=== PROBLEM ===
Copy out the rows below, replacing every "Prove me wrong" with "Show me" and leaving everything else unchanged.

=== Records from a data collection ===
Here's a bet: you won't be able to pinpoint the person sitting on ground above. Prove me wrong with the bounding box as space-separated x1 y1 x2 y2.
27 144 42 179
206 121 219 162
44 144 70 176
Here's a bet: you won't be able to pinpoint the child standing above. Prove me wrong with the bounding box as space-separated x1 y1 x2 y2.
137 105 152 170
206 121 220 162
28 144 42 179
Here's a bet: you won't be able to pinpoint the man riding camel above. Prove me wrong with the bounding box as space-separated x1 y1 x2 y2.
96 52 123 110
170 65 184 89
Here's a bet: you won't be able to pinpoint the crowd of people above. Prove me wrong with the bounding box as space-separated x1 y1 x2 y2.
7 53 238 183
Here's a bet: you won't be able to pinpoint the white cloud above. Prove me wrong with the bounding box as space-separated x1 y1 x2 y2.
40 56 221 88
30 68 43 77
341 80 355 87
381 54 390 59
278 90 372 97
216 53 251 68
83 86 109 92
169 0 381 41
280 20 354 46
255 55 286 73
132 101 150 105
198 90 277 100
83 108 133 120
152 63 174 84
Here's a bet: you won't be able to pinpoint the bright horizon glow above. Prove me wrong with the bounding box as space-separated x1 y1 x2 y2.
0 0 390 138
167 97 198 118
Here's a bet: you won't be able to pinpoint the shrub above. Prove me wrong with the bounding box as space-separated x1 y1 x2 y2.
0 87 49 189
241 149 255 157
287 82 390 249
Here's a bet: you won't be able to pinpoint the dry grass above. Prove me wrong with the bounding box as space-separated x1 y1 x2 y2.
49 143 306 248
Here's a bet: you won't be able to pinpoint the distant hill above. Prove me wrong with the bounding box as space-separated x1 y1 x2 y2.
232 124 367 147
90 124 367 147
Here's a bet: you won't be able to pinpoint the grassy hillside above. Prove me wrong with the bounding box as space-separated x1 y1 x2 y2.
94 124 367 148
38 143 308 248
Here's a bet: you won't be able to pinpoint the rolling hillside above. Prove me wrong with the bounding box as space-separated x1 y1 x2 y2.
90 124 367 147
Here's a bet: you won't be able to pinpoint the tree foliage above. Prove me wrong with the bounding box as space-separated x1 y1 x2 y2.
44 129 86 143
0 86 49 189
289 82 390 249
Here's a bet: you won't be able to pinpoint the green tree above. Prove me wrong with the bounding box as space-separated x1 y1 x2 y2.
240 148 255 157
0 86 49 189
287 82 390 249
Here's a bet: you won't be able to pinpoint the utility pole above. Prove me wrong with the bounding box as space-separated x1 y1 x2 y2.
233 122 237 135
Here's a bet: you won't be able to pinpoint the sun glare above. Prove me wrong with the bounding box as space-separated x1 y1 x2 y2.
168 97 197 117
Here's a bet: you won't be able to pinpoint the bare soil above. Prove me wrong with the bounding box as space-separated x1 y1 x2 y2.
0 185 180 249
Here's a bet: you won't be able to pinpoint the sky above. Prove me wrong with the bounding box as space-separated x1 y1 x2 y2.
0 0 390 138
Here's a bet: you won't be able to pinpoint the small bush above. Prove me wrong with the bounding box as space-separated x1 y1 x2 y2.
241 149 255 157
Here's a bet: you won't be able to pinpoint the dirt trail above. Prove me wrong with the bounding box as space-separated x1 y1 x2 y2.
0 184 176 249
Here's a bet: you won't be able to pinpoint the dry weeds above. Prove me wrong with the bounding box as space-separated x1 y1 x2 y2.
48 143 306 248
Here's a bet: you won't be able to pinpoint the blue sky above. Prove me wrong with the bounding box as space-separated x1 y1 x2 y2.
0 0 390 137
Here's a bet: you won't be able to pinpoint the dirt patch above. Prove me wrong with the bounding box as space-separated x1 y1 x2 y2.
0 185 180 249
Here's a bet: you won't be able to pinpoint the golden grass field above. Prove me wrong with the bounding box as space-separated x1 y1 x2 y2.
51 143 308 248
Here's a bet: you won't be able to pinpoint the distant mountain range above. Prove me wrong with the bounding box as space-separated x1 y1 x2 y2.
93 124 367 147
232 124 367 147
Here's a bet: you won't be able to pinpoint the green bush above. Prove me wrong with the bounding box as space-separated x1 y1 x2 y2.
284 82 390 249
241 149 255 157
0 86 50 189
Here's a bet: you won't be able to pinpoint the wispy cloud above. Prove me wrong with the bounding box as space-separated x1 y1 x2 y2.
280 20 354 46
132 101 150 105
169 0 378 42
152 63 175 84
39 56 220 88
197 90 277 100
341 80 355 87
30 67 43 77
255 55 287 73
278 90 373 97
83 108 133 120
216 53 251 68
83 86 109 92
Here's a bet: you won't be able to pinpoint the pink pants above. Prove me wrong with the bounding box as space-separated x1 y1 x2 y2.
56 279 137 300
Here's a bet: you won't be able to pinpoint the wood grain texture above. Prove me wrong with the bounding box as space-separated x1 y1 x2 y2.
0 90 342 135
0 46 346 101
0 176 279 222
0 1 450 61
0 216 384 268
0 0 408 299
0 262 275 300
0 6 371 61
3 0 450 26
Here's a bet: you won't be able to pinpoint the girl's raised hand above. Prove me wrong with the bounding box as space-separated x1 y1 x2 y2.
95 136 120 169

=== SOLUTION FOR THIS PROBLEM ===
Here's a bet: you won't be able to pinpoint the person sitting on ground above. Show me with the bounding box as space-separated x1 y1 x2 y2.
27 144 42 179
206 121 219 162
44 144 70 176
Here's a bet: you won't be able to pinpoint the child standing above. Show me with the bounding box as space-separated x1 y1 x2 y2.
137 105 152 170
206 121 220 162
28 144 42 179
Here's a bet: you won't be able to pinpoint the man riding camel above. Show me with the bounding box as space-separated x1 y1 x2 y2.
96 52 123 110
170 65 184 89
Here's a bet: you won't be able to pinpoint the crowd of people above. Show me with the bounding box as space-separated x1 y1 x2 y2.
7 53 238 183
Here's a bet: you won't be able to pinpoint the white cloud above. Show me with the bounding box as space-separated x1 y1 x2 y2.
40 56 221 88
30 68 43 77
341 80 355 87
381 54 390 59
278 90 372 97
216 53 251 68
83 86 109 92
169 0 381 41
280 20 354 46
255 55 286 73
132 101 150 105
198 90 277 100
83 108 133 120
152 63 174 84
Here's a bet: you won't be able to pinpoint the bright horizon glow above. Show me with the bounding box as space-separated x1 y1 x2 y2.
0 0 390 138
167 97 198 118
Here's a bet: you won't be able to pinpoint the shrub above. Show me with the bounding box as space-separated x1 y1 x2 y2.
0 87 49 189
241 149 255 157
287 82 390 249
Here's a bet: you won't be able to pinpoint the dry grass above. Show me with the bounding box as space-separated x1 y1 x2 y2.
49 143 306 248
Here's a bet: you won't be able to pinpoint the distant hill above. Show me with the bounding box as space-separated x1 y1 x2 y2.
232 124 367 147
90 124 367 147
Here's a bet: you won't be able to pinpoint the grassy hillside above. Show me with the bounding box as space-separated x1 y1 x2 y2.
94 124 367 148
38 143 308 248
Here's a bet: you won't be able to pinpoint the rolling hillside above. Show me with the bounding box as space-separated x1 y1 x2 y2.
90 124 367 147
Here's a bet: you won't be able to pinpoint the tree foliage above. Show me with the bounding box as space-separated x1 y1 x2 y2.
44 129 86 143
0 86 49 189
289 82 390 249
Here's a bet: you won't be able to pinpoint the green tree above. Show me with the bounding box as space-separated x1 y1 x2 y2.
240 148 255 157
0 86 49 189
287 82 390 249
Here's a bet: you won't be able to pinpoint the utility pole above. Show me with the bounding box as space-separated x1 y1 x2 y2.
233 122 237 135
Here's a bet: you won't be able to pinpoint the sun glare above. Show me with the bounding box as space-separated x1 y1 x2 y2.
168 97 197 117
Here's a bet: you won't be able to pinpoint the bare soil above. Show me with the bounding box as space-separated x1 y1 x2 y2.
0 185 180 249
Here's a bet: you won't be able to pinpoint the sky above. Show me with the bounding box as space-separated x1 y1 x2 y2.
0 0 390 138
Here's a bet: you won't be able to pinpoint the small bush above. Show me with the bounding box as space-separated x1 y1 x2 y2.
241 149 255 157
Here's a bet: you won't be able to pinpoint the dirt trail above. Show me with the bounding box as space-separated x1 y1 x2 y2.
0 184 176 249
Here's a bet: you won't be able to pinpoint the dry weeds above. Show me with the bounding box as space-separated x1 y1 x2 y2.
48 143 306 248
Here's a bet: you won't be able to pinpoint the blue sky above. Show me with the bounding box as space-separated x1 y1 x2 y2.
0 0 390 137
Here's a bet: you won't be able to pinpoint the dirt patch above. Show me with the bounding box as space-separated x1 y1 x2 y2.
0 185 180 249
Here's a bet: you won't be able to pinpoint the golden grass field above. Show me with the bounding box as space-separated x1 y1 x2 y2.
51 143 308 248
Here's a bet: you won't be able to pinpoint the distant mountain range above. Show me with the bounding box as space-separated x1 y1 x2 y2.
93 124 367 147
232 124 367 147
Here's a bet: you won't be able to pinpoint the green bush above. Show me with the bounding box as space-separated x1 y1 x2 y2.
284 82 390 249
241 149 255 157
0 86 50 189
Here's a bet: you won't be able to pinpoint the wispy cloud above. Show me with the bounding box as space-separated x1 y1 x2 y2.
280 20 354 46
132 101 150 105
169 0 378 42
152 63 175 84
39 56 220 88
197 90 277 100
341 80 355 87
30 67 43 77
255 55 287 73
278 90 373 97
83 108 133 120
216 53 251 68
83 86 109 92
Here's a bet: you won't be able to pinpoint the pink pants above. Show me with the bounding box as space-separated x1 y1 x2 y2.
56 279 137 300
Here's a bet: you won't be able to pinpoint the wood grain texture above. Show me with the bounding box as space-separated x1 y1 x2 y2.
0 90 342 135
0 46 346 101
0 176 279 222
0 1 450 61
0 216 384 268
0 0 408 299
0 262 275 300
0 6 371 61
3 0 450 26
Here's a bet: you won't be able to pinpoint the girl's raised hand above. Show me with the bounding box as space-separated x1 y1 x2 y2.
95 136 120 169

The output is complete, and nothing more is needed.